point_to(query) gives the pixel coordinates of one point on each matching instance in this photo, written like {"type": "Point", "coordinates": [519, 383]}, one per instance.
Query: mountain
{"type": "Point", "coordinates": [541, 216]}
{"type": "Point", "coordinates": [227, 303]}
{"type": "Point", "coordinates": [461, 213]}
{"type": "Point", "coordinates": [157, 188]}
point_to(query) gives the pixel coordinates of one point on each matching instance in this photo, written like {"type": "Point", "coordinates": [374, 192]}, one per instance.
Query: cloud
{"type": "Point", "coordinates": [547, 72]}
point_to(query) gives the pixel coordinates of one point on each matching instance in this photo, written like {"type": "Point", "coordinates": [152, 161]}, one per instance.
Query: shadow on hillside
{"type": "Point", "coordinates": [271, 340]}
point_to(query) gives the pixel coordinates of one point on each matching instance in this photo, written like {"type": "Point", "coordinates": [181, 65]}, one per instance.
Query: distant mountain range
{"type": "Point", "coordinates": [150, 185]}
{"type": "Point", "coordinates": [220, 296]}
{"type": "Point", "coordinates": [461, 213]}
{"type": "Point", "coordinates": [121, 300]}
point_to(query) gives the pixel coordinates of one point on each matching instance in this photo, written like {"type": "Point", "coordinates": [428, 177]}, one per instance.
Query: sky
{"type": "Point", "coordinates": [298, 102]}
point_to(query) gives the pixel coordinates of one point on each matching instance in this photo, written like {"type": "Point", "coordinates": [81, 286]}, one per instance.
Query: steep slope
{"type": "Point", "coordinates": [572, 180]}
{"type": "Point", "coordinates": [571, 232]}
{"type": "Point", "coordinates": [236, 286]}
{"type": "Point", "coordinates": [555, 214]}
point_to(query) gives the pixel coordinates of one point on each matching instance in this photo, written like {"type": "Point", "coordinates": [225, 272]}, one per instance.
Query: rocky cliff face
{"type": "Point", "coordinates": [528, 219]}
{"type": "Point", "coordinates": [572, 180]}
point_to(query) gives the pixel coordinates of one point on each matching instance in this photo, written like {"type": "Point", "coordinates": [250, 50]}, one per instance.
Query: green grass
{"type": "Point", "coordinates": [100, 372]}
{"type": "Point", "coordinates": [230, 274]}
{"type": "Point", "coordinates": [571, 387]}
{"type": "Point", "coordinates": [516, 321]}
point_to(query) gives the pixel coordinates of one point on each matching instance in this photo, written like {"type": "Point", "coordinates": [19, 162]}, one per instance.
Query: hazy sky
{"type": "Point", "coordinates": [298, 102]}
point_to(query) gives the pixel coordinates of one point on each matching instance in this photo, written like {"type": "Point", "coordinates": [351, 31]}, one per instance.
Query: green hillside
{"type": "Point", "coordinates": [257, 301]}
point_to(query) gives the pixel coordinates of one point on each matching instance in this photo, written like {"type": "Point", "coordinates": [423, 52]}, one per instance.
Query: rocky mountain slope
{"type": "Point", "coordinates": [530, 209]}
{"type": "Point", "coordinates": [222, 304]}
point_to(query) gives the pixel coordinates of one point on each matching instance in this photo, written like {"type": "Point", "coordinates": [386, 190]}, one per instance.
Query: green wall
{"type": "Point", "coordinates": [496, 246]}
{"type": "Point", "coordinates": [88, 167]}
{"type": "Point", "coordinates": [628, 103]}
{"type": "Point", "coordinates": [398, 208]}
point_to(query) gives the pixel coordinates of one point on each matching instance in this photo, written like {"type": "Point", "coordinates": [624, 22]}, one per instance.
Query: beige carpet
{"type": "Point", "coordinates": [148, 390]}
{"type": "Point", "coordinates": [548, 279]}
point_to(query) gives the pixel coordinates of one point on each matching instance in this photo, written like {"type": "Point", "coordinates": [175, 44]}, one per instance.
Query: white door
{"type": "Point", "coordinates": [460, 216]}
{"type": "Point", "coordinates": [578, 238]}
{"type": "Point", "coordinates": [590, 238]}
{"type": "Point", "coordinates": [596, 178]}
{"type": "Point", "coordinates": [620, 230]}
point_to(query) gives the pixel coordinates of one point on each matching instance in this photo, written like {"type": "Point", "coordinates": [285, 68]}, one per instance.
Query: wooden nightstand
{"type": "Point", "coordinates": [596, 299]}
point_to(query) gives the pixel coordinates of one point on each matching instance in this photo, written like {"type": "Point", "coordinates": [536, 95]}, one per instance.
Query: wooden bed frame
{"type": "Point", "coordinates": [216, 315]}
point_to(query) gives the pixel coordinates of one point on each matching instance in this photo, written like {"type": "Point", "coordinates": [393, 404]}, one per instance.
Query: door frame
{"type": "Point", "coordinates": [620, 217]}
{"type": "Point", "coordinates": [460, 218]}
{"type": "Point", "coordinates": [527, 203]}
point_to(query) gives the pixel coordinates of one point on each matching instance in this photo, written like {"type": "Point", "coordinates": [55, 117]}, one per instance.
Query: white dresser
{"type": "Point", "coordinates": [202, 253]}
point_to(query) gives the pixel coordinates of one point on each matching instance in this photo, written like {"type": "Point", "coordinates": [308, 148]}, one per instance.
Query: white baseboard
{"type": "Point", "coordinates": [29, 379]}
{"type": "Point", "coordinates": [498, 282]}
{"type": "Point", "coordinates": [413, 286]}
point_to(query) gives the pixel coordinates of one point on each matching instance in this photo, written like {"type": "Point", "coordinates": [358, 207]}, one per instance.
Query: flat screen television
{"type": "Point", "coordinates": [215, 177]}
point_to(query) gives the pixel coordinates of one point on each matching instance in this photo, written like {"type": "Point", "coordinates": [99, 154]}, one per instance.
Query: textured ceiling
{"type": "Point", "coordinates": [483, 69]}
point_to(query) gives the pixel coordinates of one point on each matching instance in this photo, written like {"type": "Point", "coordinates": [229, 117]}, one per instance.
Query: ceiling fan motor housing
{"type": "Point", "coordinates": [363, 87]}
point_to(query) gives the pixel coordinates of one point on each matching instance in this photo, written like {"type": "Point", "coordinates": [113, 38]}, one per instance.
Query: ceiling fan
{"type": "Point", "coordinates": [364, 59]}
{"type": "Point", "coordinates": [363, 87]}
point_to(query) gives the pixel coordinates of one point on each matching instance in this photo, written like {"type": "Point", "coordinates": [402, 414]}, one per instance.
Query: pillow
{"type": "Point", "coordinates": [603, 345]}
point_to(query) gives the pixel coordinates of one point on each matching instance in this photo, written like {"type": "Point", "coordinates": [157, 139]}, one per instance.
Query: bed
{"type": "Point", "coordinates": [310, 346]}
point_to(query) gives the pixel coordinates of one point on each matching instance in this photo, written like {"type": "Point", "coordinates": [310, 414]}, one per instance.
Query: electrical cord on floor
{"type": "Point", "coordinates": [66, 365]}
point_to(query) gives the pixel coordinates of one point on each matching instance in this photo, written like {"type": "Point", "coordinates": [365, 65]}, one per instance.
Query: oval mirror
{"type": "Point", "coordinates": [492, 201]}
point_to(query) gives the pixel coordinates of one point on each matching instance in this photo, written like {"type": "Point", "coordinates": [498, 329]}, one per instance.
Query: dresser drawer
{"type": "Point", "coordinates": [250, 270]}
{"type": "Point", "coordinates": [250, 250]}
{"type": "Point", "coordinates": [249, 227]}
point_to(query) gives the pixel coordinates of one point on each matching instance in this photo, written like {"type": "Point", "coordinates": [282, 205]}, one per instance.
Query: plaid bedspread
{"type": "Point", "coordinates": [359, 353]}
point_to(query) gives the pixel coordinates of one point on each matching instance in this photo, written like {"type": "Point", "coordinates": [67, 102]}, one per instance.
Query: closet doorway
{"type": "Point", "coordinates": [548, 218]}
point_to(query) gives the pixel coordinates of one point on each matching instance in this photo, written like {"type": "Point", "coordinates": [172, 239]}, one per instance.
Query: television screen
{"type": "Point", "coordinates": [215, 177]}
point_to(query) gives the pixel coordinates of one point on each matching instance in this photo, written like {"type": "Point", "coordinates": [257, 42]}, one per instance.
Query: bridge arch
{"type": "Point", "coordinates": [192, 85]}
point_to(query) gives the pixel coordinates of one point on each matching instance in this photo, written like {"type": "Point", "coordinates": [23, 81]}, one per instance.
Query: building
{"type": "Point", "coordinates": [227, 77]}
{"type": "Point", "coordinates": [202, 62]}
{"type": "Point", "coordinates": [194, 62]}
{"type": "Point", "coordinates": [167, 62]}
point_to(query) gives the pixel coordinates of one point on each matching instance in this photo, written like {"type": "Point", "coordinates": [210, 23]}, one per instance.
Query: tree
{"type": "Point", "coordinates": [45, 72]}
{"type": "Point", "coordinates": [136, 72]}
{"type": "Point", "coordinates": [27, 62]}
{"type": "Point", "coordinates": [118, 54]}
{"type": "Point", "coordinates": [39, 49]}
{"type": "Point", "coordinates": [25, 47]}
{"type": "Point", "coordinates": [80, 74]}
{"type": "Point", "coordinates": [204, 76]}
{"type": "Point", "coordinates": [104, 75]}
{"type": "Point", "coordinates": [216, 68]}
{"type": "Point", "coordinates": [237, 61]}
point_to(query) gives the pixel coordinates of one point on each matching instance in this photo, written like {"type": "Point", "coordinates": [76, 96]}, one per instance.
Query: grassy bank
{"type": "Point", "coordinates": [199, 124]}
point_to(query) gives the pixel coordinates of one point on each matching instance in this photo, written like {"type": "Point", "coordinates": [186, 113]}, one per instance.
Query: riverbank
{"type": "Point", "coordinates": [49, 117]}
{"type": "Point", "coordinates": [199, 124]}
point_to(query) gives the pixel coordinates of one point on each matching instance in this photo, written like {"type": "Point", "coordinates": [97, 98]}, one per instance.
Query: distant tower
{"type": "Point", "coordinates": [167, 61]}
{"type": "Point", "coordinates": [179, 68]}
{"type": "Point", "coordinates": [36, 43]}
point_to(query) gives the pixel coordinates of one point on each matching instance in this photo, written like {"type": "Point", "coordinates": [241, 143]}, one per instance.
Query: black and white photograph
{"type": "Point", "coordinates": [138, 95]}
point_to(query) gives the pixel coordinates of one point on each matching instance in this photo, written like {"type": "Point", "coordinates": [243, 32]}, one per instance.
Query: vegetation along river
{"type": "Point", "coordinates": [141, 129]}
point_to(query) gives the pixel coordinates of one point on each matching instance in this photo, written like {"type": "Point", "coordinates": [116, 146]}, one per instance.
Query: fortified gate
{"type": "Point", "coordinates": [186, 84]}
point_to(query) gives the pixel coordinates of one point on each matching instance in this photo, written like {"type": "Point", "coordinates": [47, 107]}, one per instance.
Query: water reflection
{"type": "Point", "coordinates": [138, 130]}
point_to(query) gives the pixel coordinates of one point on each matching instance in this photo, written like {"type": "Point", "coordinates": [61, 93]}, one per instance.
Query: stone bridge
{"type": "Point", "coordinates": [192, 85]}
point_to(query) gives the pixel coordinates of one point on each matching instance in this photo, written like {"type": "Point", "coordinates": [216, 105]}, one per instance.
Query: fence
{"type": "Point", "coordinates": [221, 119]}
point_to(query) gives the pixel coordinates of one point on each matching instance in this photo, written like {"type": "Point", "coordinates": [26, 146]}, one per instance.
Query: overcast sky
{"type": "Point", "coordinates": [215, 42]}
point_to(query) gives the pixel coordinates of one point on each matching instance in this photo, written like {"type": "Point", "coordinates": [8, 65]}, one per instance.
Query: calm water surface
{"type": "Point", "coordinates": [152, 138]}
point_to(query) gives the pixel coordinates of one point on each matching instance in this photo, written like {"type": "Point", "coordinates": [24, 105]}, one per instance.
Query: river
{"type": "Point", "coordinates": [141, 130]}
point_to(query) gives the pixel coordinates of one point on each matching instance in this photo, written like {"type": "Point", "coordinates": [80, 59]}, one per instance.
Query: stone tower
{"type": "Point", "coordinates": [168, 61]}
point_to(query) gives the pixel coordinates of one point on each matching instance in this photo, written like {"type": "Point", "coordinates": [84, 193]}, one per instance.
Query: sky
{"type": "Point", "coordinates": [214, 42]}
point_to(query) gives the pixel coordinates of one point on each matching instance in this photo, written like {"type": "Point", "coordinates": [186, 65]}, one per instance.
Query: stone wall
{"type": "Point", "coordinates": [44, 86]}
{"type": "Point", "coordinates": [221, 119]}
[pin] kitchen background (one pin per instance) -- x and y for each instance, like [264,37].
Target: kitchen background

## WORK INSTRUCTIONS
Please report all lines in the entries where "background" appears.

## COMPLETED TASK
[pin] kitchen background (one pin per instance) -- x and y for each instance, like [264,37].
Target: kitchen background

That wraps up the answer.